# [本文]
※

いきなり話は私事となってしまうが、なつの主催する「朱夏句会」に手話をモチーフとした句を投句したことがある。その句の合評のときになつは開口一番「私、手話が大好きなんです」と言った。そして、テレビに手話通訳士が出ていると思わず釘付けになってしまうこと等を話していた。私にとってそれは、単なる句会での一場面として終わるはずだった。
しかし、『ぴったりの箱』に収録されたこれらの句を読んでその認識は変わった。恐らくなつは、手話という指先によって他者と通じ合うコミュニケーションの嬉しさと難しさにどこか自身の作句を重ねている。無論これは私の推測に過ぎない。しかし、これらの句の胸が痛むほどの繊細さを前に、推測と言えどどうしてもその思いを拭い切れない。

※

# [提供データ]

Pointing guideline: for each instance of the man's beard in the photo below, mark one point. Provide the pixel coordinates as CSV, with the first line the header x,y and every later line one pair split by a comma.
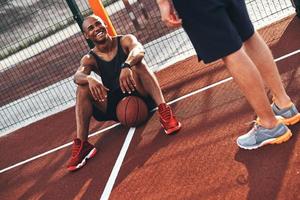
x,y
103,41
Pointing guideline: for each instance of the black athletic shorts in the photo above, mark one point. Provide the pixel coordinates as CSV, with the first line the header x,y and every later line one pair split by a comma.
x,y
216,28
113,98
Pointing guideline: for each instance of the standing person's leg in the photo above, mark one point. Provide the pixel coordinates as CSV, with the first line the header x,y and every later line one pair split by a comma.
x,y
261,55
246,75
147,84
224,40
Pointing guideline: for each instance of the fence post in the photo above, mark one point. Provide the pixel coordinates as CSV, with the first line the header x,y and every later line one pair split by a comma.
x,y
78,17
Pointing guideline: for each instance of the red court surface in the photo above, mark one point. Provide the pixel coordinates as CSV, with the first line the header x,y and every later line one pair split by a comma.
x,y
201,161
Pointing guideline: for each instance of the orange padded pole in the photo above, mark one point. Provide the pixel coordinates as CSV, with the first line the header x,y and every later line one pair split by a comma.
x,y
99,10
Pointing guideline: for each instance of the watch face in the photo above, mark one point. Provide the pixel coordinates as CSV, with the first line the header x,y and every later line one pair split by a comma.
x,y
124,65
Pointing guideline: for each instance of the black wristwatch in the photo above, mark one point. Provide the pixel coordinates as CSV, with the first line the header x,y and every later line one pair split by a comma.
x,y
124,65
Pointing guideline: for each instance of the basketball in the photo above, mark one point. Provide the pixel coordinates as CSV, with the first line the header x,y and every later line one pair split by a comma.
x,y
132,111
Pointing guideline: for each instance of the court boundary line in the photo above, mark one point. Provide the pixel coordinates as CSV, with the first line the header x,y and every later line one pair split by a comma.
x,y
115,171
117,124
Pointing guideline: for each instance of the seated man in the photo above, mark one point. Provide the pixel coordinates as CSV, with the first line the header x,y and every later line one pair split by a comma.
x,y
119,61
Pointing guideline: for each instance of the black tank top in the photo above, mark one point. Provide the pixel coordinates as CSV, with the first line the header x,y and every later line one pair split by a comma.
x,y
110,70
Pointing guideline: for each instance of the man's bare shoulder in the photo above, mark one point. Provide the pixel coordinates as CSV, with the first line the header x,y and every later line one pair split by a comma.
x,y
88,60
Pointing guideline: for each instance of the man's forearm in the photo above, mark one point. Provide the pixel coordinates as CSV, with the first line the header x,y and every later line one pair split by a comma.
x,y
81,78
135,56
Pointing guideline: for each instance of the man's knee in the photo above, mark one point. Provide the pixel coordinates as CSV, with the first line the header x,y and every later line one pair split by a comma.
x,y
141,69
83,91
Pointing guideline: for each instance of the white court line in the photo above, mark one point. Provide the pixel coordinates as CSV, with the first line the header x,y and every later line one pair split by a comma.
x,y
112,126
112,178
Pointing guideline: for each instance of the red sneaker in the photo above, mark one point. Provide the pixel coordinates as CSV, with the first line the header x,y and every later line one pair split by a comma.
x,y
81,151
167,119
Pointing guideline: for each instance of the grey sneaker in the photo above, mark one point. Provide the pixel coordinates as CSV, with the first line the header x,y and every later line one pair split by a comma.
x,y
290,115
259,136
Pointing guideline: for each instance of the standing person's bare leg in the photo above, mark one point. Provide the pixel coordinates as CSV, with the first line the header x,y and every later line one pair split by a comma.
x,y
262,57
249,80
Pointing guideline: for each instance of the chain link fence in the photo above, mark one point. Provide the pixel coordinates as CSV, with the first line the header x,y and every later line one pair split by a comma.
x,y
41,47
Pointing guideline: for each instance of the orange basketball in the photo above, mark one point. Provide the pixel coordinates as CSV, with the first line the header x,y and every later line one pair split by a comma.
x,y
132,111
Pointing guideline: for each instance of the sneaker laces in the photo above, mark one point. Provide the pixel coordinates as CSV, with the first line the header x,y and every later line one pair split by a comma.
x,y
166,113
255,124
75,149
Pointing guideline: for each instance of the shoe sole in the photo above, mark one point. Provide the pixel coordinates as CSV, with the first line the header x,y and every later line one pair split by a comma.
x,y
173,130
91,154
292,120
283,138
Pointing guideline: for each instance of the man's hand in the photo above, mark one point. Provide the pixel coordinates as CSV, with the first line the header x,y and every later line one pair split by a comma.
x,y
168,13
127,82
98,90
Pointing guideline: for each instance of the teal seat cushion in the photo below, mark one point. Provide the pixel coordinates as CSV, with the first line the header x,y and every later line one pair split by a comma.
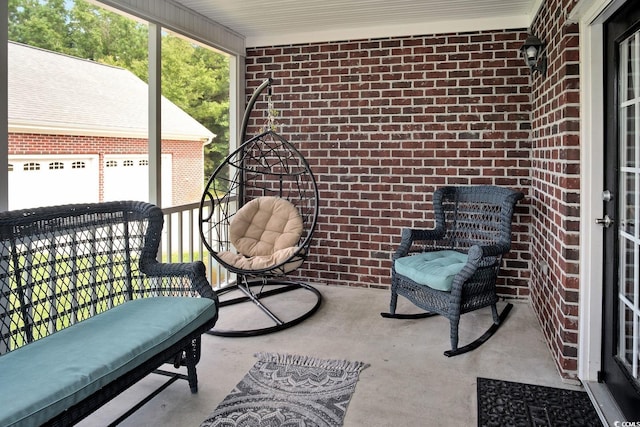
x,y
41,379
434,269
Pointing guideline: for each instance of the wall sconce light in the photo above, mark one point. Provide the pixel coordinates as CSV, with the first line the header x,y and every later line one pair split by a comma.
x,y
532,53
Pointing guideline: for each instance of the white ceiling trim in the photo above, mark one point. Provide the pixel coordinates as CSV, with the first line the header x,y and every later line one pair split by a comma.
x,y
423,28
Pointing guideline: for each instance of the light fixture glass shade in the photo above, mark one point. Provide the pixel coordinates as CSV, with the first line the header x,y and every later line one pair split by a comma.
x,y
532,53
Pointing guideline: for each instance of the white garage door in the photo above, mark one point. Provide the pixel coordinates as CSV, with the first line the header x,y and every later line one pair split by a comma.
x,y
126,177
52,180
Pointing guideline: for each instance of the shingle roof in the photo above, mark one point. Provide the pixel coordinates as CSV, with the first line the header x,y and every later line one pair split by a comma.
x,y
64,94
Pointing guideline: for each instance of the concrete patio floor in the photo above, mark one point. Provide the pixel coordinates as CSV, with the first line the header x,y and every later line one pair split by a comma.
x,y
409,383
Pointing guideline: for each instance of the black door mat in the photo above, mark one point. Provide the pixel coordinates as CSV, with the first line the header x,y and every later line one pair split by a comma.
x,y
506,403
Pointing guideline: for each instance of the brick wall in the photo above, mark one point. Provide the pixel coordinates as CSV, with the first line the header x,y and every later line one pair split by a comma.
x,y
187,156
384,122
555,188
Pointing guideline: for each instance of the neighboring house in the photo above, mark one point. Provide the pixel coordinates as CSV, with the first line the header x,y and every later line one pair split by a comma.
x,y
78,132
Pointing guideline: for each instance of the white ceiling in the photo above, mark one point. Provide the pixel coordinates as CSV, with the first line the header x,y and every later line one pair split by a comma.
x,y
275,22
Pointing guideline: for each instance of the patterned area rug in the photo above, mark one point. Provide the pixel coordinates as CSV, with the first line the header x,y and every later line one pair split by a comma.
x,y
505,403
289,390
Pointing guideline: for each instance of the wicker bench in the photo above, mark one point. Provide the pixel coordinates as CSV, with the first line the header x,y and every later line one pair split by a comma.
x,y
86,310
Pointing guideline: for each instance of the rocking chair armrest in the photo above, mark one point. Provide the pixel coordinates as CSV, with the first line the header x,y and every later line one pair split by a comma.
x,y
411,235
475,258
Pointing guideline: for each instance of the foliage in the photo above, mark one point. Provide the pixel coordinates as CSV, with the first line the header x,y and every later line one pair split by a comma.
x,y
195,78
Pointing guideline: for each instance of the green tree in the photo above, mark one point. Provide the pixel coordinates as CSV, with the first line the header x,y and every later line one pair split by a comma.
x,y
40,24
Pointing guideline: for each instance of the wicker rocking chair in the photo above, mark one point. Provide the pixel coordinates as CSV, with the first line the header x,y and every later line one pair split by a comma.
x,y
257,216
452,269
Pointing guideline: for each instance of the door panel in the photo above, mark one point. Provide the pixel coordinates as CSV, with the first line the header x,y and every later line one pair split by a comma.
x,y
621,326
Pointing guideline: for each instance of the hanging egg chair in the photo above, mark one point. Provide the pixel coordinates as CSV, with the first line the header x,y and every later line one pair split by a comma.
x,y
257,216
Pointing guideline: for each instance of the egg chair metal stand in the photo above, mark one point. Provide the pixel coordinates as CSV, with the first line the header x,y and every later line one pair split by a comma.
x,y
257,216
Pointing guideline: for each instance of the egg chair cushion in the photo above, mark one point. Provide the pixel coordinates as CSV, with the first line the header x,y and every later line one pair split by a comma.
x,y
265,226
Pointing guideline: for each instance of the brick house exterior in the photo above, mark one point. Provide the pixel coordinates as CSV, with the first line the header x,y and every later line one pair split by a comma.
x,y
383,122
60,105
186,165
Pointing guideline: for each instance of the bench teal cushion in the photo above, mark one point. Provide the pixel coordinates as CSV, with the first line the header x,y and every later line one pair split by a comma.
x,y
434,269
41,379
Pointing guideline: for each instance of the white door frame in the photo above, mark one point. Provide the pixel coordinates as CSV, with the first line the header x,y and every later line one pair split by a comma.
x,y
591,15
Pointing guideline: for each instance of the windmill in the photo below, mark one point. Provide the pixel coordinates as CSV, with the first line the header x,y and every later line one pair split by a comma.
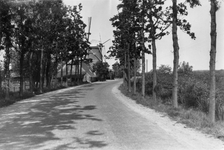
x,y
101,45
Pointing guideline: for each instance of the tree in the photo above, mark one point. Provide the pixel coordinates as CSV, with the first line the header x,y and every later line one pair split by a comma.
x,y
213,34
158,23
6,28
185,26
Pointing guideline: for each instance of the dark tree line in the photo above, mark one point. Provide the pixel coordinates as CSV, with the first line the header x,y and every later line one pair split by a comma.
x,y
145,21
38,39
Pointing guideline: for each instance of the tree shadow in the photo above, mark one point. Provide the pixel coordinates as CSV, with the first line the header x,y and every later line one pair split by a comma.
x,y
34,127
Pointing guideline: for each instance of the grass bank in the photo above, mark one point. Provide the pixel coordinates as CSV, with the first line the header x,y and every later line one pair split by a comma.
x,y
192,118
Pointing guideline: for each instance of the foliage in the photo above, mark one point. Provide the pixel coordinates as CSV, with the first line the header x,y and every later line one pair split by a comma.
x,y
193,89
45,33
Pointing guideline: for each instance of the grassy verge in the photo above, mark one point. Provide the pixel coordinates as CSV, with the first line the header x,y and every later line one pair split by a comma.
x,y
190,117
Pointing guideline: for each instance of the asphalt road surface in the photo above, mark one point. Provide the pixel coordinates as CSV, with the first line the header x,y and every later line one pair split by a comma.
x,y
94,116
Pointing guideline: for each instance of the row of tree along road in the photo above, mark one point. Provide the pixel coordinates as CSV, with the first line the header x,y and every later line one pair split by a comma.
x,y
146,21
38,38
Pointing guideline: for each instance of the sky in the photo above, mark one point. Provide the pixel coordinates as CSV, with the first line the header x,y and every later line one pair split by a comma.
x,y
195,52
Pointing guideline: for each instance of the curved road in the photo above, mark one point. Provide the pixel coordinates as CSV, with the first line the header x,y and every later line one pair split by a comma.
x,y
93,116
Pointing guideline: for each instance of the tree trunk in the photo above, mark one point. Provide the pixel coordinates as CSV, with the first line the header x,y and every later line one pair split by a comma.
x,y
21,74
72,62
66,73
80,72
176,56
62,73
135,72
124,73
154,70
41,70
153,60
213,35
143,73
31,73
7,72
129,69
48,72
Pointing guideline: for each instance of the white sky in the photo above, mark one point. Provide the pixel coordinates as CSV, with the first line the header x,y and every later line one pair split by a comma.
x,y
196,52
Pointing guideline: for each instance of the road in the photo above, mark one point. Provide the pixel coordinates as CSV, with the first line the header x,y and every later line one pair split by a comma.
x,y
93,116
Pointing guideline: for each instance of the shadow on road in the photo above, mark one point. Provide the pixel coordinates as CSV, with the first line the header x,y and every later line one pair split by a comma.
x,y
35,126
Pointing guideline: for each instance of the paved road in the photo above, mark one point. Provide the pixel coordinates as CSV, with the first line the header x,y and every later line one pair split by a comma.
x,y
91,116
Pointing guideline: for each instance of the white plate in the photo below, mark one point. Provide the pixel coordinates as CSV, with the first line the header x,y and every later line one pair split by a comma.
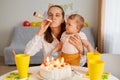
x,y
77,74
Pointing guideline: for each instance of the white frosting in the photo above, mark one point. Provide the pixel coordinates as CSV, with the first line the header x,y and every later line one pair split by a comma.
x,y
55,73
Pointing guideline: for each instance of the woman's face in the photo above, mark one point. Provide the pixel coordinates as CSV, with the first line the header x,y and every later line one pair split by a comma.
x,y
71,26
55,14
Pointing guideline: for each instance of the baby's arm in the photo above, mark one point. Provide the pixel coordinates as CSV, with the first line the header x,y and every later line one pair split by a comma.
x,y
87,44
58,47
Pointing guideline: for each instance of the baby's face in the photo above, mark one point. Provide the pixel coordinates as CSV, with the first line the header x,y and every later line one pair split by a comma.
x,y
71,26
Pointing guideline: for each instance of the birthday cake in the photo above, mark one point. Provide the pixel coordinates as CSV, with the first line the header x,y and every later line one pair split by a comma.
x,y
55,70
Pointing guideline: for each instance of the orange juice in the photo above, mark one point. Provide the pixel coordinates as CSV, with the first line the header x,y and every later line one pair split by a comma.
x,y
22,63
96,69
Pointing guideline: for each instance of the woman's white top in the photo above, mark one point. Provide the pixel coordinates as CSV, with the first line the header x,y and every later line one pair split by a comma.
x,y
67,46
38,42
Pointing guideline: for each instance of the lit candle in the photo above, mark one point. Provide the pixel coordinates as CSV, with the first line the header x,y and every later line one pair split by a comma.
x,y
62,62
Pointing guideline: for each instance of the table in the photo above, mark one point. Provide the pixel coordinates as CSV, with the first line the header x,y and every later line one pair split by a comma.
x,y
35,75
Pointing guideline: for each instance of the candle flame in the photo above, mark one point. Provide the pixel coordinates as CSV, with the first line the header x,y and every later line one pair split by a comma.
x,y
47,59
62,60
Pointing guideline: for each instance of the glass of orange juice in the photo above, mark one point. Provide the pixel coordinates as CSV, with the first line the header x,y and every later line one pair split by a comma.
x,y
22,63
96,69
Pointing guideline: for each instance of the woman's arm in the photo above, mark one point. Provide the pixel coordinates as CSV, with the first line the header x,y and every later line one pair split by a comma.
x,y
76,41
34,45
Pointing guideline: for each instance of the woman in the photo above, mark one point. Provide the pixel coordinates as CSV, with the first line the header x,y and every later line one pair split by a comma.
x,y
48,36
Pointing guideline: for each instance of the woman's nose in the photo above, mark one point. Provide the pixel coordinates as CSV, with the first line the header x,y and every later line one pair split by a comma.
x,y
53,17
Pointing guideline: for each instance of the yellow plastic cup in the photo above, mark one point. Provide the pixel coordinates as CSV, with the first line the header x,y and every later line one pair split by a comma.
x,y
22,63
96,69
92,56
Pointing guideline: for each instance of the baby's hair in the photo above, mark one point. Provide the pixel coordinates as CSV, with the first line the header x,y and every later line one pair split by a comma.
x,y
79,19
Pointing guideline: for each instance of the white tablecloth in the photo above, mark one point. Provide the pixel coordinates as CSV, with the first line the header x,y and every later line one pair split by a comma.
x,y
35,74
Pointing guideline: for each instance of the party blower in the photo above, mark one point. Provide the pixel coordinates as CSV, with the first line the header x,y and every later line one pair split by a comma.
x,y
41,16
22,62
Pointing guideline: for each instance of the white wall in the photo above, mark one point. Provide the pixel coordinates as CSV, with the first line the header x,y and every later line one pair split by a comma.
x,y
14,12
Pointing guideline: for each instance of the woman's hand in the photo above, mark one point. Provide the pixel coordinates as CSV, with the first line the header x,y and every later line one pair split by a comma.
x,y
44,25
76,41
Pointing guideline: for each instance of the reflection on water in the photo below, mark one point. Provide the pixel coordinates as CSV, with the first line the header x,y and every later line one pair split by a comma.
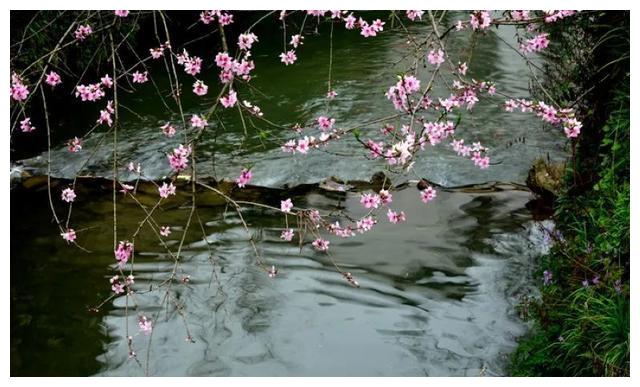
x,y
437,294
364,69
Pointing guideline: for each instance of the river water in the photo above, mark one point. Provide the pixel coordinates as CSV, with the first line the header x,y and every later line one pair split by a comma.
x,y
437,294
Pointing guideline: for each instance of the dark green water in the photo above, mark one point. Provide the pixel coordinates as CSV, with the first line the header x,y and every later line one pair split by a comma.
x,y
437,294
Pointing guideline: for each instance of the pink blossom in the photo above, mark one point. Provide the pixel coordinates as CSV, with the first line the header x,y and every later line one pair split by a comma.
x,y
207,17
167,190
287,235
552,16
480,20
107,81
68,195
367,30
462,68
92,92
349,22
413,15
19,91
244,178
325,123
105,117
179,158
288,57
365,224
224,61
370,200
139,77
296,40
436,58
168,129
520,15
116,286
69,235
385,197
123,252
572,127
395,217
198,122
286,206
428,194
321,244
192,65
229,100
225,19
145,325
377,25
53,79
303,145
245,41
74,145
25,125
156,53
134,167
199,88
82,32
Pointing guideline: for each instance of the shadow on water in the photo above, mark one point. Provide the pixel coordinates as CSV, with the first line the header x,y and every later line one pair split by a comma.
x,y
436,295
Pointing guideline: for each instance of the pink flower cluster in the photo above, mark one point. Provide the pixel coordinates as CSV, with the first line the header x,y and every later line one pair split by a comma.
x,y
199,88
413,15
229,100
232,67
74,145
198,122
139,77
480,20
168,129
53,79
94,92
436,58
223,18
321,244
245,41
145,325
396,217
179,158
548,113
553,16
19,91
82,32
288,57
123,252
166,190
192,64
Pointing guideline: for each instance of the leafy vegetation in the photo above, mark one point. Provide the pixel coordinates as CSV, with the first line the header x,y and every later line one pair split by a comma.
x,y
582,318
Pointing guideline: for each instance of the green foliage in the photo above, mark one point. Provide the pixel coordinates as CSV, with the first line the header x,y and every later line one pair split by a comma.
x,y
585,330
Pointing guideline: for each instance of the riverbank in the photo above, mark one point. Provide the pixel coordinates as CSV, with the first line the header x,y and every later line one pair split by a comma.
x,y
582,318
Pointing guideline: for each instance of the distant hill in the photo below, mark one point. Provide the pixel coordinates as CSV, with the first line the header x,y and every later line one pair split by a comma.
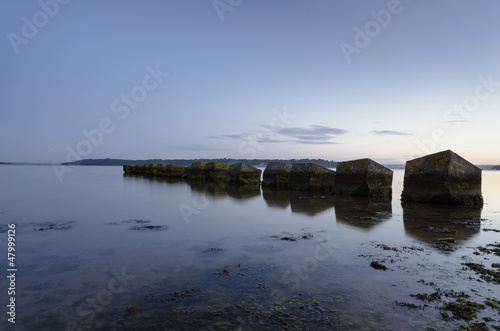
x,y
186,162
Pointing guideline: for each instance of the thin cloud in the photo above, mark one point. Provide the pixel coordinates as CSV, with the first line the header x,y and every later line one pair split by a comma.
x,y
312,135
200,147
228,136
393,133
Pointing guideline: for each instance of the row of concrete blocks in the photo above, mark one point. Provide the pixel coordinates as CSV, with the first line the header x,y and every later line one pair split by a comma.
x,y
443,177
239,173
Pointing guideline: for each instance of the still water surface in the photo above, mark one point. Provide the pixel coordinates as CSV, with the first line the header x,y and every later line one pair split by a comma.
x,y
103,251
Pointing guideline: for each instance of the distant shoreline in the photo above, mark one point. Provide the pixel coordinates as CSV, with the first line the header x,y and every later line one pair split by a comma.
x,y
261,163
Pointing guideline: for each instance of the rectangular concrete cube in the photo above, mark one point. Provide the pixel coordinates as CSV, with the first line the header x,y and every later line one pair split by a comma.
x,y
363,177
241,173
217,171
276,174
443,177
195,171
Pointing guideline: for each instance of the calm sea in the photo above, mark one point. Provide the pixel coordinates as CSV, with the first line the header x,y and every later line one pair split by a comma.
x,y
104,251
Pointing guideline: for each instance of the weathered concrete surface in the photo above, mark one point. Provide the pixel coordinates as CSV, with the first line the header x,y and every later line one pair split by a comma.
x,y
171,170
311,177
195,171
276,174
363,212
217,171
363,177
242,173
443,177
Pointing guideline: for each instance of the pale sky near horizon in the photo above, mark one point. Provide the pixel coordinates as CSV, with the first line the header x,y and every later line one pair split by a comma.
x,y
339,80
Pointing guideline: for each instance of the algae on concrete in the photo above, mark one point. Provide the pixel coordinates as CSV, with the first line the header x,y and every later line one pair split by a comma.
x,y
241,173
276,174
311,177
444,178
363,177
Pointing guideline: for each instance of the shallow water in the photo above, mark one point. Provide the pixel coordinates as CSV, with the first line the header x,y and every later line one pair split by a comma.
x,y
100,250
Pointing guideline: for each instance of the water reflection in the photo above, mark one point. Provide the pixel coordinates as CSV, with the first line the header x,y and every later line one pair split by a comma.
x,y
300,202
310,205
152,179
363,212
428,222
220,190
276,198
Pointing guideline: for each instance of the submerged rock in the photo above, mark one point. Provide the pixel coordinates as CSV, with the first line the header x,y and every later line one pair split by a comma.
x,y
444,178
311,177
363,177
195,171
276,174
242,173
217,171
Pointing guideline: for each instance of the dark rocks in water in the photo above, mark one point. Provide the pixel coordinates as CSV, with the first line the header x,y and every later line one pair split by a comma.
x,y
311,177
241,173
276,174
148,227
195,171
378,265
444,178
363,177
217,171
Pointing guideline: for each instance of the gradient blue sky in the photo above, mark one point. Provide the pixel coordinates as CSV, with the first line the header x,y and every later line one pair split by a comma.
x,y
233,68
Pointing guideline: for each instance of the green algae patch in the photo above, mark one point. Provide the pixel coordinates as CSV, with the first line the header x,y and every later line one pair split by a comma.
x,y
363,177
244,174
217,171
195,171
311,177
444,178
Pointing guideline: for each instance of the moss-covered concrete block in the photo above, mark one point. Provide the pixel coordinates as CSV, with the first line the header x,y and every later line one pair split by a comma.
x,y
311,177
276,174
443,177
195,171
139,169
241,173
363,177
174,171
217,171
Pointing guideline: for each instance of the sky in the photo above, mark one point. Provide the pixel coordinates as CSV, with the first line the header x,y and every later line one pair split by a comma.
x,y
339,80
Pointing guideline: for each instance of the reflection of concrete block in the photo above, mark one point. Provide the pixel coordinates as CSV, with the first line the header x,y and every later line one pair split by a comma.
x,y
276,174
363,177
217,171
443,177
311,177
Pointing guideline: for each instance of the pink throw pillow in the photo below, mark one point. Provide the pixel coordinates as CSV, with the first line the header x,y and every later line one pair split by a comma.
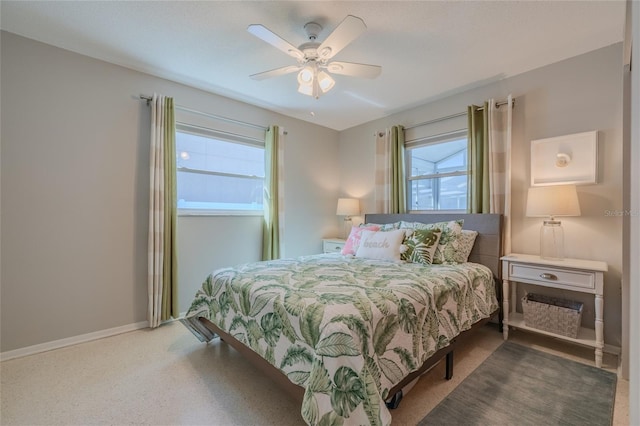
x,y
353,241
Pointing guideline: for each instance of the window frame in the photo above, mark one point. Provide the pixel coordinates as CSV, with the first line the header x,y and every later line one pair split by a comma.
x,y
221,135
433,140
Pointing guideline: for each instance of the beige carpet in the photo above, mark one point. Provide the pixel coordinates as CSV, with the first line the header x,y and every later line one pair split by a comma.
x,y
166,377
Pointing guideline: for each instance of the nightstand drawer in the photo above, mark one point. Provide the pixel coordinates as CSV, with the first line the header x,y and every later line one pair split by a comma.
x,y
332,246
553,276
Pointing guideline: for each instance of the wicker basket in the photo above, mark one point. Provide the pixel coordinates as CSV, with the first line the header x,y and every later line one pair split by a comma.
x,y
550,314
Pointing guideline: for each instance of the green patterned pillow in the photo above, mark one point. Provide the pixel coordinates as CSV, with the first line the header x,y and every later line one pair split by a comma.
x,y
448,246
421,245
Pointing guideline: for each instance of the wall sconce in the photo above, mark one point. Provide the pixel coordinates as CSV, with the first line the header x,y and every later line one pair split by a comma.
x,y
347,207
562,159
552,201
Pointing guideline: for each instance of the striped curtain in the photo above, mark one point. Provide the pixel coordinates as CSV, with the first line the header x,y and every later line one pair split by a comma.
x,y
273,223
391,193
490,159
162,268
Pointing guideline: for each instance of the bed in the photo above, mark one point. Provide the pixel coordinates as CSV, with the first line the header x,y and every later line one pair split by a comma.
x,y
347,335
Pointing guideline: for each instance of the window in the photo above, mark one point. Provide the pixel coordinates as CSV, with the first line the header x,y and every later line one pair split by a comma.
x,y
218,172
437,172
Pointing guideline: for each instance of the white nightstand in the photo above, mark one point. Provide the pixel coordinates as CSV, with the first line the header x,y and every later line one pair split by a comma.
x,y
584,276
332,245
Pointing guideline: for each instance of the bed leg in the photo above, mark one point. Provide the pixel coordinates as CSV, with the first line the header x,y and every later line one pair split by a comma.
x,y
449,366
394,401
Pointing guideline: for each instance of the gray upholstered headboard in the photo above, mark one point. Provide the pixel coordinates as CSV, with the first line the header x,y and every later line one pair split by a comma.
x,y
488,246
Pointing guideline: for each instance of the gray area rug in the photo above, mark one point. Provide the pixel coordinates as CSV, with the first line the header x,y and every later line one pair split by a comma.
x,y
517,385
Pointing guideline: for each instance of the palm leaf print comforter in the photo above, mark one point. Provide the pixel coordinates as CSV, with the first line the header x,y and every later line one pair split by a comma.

※

# [求められること]
#1 本文の「しかし、『ぴったりの箱』に収」から「てもその思いを拭い切れない。」までを両端を含めて、「推測」を「想像」に置き換えて書き直してください。
#2 記録の中から文字列「reflection」を含む行をすべて探し出し、そのまま写すこと。大文字と小文字は区別する。

# [完全な解答]
#1
しかし、『ぴったりの箱』に収録されたこれらの句を読んでその認識は変わった。恐らくなつは、手話という指先によって他者と通じ合うコミュニケーションの嬉しさと難しさにどこか自身の作句を重ねている。無論これは私の想像に過ぎない。しかし、これらの句の胸が痛むほどの繊細さを前に、想像と言えどどうしてもその思いを拭い切れない。

#2
Pointing guideline: for each instance of the reflection on water in the photo below, mark one point. Provide the pixel coordinates as CSV, with the first line the header x,y and every later line one pair split by a comma.
Pointing guideline: for each instance of the water reflection in the photo above, mark one point. Provide the pixel coordinates as CSV, with the first line the header x,y and every later line one pair split by a comma.
Pointing guideline: for each instance of the reflection of concrete block in the photo above, mark one point. Provide the pixel coordinates as CSV, with the first line the header x,y and every later line one pair split by a comma.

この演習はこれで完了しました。